──────── Selected passage ────────
Mental health relief workers tend to work in periods of two weeks. As people finish up their time, others rotate in. So there’s always some “old timers” and newcomers overlapping. But I was concerned that the cycling in and out of counselors meant the evacuees didn’t have the consistent relationship with a counselor that’s often necessary for healing. In the last few days of my stay, I spoke with the director of the University’s counseling center, outlining my concerns and the needs of the evacuees. The director promised me that his student counselors would provide counseling to the evacuees on an ongoing basis.
On my one day off from the shelters, I did a consulting job for LifeEra with one of the local gas companies. Katrina had affected three of their facilities, and the company had moved over forty employees and their families to Houma, renting them apartments and furniture. A week later, with their husbands back at work, and their children enrolled in school, the wives were starting to show symptoms from their traumatic experiences.
──────── Data extracts ────────
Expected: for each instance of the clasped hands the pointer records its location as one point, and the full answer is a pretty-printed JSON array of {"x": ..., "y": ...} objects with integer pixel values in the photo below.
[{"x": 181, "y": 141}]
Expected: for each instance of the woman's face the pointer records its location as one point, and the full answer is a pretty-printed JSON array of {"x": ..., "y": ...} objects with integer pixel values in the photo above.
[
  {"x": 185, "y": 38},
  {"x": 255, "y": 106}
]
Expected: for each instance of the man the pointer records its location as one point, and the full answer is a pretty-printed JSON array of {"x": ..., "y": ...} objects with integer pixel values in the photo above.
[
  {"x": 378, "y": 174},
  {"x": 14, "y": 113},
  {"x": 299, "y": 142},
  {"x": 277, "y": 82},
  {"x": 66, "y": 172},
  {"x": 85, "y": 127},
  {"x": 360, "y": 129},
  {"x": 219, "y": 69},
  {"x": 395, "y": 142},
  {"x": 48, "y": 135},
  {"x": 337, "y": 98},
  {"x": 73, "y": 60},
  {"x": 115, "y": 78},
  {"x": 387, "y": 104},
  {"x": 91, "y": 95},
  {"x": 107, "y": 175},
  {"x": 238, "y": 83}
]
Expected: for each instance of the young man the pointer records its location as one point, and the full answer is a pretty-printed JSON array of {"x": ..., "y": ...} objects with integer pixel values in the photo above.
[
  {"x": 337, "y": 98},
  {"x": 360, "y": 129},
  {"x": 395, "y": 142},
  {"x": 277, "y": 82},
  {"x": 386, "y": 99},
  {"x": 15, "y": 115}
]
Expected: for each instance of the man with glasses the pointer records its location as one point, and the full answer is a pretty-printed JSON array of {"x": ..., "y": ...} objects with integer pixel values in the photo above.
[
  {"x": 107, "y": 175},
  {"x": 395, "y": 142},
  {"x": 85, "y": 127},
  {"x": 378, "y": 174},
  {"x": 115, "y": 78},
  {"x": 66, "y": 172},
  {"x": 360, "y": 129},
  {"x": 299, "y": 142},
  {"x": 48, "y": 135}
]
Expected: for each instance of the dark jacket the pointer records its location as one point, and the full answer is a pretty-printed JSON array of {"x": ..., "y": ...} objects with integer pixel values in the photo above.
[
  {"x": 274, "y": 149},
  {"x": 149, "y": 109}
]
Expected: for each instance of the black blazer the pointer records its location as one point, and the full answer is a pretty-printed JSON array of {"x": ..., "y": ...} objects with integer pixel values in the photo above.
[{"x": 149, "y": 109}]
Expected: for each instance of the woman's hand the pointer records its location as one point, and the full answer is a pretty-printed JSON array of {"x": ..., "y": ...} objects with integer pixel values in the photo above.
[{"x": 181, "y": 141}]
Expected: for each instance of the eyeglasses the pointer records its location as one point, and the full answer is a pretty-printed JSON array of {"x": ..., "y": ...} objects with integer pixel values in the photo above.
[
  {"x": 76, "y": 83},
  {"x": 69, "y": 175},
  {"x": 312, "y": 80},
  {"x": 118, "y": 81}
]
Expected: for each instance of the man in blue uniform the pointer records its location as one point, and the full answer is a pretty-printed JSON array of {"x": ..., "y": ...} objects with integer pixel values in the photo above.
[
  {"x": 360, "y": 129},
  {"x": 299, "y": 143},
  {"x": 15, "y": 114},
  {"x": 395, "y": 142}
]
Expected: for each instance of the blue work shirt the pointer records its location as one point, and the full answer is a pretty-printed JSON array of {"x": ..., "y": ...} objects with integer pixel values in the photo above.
────────
§ **What is required**: Please copy the Katrina relief passage word for word, from "Mental health relief" through "an ongoing basis.", inclusive.

§ **Problem solution**:
Mental health relief workers tend to work in periods of two weeks. As people finish up their time, others rotate in. So there’s always some “old timers” and newcomers overlapping. But I was concerned that the cycling in and out of counselors meant the evacuees didn’t have the consistent relationship with a counselor that’s often necessary for healing. In the last few days of my stay, I spoke with the director of the University’s counseling center, outlining my concerns and the needs of the evacuees. The director promised me that his student counselors would provide counseling to the evacuees on an ongoing basis.